***** TEXTAUSZUG

Ölpreise weiterhin im Aufwärtsmodus | Aktuelle Ölmarkt-News vom 29.06.2018

um 09:04 Uhr von Stefan Schmellekamp

Ölpreise - Entwicklungen am Ölmarkt

Das in der Vorwoche viel beachtete OPEC-Meeting ist gefühlt schon lange wieder Vergangenheit, denn in dieser Woche haben sich die Ereignisse am Ölmarkt überschlagen. Nach dem zurückhaltenden Beschluss der OPEC und Russlands, die Ölförderung um eine Million Barrel pro Tag anzuheben, jagt eine preistreibende Nachricht die Nächste. Zum Wochenstart forderte US-Präsident Trump, dass alle Länder ihre Ölimporte aus dem Iran bis November dieses Jahres auf Null reduzieren sollen und zur Wochenmitte fielen die neuen Zahlen vom US-Ölmarkt eindeutig preistreibend aus.

Dementsprechend sind die Ölpreise im Verlauf dieser Woche kräftig gestiegen. Insgesamt legte die Nordsee-Ölsorte BRENT um fünf Prozent zu und das amerikanische Leichtöl WTI zog sogar um elf Prozent an. Auch auf den heutigen Freitag verzeichneten die Ölpreise ein Plus, so dass BRENT am Morgen bei 77,7 Dollar/ Barrel gehandelt wurde und sich somit weiter auf die 80-Dollar-Marke zubewegt. Die US-Ölleitsorte WTI kletterte gestern zwischenzeitlich auf ein neues Dreieinhalb-Jahreshoch, gab dann jedoch wieder nach und notierte am Freitagmorgen bei 73,2 Dollar/Barrel.

**********

ERFORDERLICHE SCHRITTE:
**a)** Stimmen die folgenden Aussagen mit dem Text über die Ölpreise überein? Antworten Sie jeweils mit Ja oder Nein und zitieren Sie die entscheidenden Worte wörtlich: (i) BRENT stieg im Lauf der Woche um elf Prozent. (ii) OPEC und Russland beschlossen, die Ölförderung um eine Million Barrel pro Tag zu erhöhen. (iii) WTI wurde am Freitagmorgen bei 73,2 Dollar/Barrel gehandelt.
**b)** Setzen Sie den Text über die Ölpreise im Anschluss an seinen letzten Satz fort.

***** EINTRÄGE

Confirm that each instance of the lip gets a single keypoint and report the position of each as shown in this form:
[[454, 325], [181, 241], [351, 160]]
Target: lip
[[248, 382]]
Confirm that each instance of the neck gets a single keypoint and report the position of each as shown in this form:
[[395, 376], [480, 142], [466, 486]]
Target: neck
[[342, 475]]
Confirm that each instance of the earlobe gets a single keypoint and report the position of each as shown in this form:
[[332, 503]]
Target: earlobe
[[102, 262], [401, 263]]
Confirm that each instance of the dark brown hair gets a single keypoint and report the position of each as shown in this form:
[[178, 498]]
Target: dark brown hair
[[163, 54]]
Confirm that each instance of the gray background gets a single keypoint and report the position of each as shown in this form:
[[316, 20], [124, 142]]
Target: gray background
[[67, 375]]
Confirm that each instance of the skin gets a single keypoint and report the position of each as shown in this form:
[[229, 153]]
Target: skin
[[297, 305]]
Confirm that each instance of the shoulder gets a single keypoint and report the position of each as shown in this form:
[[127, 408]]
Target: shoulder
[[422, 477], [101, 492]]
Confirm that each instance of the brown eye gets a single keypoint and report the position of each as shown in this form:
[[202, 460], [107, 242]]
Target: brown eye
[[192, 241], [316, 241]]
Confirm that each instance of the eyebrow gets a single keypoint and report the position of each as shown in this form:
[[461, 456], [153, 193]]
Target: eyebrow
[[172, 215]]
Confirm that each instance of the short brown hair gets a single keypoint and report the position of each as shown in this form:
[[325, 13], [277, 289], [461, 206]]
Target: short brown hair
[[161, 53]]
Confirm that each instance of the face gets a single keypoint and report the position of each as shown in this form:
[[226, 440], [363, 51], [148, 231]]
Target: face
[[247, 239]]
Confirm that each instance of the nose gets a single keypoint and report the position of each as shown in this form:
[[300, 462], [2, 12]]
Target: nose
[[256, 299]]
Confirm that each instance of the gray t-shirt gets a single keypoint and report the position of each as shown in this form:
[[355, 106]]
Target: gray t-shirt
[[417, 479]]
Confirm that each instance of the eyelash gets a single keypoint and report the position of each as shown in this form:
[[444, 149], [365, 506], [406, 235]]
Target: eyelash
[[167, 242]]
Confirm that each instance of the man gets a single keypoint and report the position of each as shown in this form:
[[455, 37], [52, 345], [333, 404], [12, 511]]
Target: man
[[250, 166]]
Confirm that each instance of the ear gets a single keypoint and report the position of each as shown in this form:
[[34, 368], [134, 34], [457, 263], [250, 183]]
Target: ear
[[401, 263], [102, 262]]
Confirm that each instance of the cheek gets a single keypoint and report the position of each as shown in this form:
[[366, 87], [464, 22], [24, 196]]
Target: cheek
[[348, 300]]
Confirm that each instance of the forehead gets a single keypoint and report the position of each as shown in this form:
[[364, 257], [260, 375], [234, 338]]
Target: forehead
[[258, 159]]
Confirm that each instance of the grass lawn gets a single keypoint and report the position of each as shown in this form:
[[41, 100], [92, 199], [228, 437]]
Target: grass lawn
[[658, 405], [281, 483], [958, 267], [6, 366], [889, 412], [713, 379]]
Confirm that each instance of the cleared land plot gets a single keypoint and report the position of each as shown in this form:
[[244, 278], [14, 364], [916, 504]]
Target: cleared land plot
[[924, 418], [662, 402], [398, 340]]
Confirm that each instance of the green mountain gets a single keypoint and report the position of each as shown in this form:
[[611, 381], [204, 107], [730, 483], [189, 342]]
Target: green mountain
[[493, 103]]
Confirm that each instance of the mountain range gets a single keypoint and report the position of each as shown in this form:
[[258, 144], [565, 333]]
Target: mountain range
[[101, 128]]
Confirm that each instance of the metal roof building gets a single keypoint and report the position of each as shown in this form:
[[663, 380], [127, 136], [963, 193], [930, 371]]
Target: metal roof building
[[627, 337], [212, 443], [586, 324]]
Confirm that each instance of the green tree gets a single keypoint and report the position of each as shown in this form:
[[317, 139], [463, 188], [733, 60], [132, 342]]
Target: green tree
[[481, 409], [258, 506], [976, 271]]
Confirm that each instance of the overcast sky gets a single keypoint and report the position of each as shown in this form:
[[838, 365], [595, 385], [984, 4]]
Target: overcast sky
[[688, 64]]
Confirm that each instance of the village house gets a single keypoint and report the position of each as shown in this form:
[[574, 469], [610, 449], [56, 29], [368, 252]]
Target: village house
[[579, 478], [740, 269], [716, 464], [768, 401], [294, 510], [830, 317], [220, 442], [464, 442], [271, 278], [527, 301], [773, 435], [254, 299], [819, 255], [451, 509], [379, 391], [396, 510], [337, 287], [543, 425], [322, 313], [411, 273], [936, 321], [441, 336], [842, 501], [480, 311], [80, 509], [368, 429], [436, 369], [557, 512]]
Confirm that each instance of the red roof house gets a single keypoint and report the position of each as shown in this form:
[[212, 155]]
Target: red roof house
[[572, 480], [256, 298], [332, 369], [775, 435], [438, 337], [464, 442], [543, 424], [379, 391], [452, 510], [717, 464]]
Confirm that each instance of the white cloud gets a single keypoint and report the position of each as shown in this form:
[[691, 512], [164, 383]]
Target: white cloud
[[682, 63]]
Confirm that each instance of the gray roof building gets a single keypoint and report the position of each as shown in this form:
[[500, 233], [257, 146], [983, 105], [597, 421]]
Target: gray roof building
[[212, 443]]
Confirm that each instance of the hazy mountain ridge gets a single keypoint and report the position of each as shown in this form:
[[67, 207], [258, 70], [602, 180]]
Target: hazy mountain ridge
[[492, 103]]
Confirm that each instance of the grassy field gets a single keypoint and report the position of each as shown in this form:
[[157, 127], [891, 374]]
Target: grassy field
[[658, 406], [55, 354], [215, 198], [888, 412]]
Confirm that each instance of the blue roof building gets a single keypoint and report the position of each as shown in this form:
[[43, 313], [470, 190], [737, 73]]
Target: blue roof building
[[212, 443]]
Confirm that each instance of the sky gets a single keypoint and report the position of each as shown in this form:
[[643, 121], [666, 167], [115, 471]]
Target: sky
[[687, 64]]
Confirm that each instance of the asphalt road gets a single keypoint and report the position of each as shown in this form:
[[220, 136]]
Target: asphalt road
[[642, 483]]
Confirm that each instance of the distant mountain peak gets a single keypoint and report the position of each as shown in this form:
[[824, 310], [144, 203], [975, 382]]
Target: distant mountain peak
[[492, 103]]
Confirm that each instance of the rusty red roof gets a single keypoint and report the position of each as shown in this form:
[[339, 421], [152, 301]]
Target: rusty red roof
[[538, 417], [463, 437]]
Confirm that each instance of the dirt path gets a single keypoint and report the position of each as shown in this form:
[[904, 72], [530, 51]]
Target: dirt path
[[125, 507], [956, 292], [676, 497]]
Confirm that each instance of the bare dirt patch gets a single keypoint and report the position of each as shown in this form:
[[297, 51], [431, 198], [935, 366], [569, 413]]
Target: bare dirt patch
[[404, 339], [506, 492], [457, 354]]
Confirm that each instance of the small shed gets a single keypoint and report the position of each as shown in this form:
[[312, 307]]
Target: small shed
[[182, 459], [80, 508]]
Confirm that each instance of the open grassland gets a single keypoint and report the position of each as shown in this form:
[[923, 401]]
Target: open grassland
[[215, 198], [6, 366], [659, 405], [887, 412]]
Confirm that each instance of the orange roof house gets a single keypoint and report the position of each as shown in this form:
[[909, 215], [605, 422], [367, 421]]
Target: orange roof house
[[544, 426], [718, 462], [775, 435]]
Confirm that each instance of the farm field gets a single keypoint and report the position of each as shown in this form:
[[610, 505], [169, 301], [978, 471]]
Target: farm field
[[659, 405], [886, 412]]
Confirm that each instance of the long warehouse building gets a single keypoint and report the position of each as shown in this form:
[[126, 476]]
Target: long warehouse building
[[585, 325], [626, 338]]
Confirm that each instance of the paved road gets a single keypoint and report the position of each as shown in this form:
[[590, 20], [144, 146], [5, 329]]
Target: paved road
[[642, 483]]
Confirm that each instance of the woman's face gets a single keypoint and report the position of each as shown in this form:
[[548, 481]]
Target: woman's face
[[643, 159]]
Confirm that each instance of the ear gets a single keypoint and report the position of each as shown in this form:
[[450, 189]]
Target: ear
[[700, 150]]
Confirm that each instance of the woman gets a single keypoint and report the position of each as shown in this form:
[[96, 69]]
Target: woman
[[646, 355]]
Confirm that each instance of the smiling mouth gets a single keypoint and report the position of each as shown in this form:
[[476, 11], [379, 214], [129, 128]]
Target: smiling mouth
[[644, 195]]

**********

DIE ANTWORTEN:
**a)**
(i) Nein: „Insgesamt legte die Nordsee-Ölsorte BRENT um fünf Prozent zu“
(ii) Ja: „die Ölförderung um eine Million Barrel pro Tag anzuheben“
(iii) Ja: „notierte am Freitagmorgen bei 73,2 Dollar/Barrel“

**b)**
Neben den aktuellen oder zu befürchtenden Produktionsrückgängen in zahlreichen Ölförderländern, wurden die Ölpreise in der zweiten Wochenhälfte durch die neuen Zahlen vom US-Ölmarkt angeschoben. So stagnierte in den USA die zuletzt stetig steigende Ölförderung und die Öllagerbestände erfuhren den kräftigsten Abbau seit September 2016. Mit derzeit gut 775 Mio. Barrel sind die gesamten US-Öllager auf tiefsten Stand seit rund dreieinhalb Jahren gefallen.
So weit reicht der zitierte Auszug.